Records from a collection
□ □ □ □ □ □ □

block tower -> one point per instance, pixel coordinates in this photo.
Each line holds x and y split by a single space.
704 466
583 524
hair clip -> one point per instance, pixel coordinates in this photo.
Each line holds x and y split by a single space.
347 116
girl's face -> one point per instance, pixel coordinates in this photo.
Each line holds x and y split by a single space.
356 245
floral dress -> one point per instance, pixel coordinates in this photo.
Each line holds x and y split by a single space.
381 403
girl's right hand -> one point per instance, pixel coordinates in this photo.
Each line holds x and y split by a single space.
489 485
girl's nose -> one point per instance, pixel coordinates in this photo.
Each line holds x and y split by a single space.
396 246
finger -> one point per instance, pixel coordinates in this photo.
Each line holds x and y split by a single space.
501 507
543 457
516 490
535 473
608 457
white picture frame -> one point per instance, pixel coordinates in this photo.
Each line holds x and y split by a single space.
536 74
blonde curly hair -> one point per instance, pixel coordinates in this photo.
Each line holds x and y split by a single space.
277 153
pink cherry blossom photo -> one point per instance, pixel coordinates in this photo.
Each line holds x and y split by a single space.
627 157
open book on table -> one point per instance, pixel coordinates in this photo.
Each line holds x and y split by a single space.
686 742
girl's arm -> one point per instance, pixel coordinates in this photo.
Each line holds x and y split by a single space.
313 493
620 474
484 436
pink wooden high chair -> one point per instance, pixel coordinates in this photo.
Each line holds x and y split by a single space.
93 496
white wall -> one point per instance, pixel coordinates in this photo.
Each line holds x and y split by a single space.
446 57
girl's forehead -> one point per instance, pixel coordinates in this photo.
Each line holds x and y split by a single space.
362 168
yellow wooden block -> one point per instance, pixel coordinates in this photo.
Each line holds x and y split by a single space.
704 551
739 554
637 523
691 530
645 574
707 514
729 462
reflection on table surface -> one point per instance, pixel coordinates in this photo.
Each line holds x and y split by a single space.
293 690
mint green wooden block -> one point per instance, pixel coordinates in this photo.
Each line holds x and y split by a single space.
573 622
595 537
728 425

□ □ □ □ □ □ □

(Instructions to follow) As you read the records above, find each line that contains "white" and copy it.

(Task response)
white picture frame -> one point per instance, pixel coordinates in this photo.
white wall -> one point per instance, pixel coordinates in this photo.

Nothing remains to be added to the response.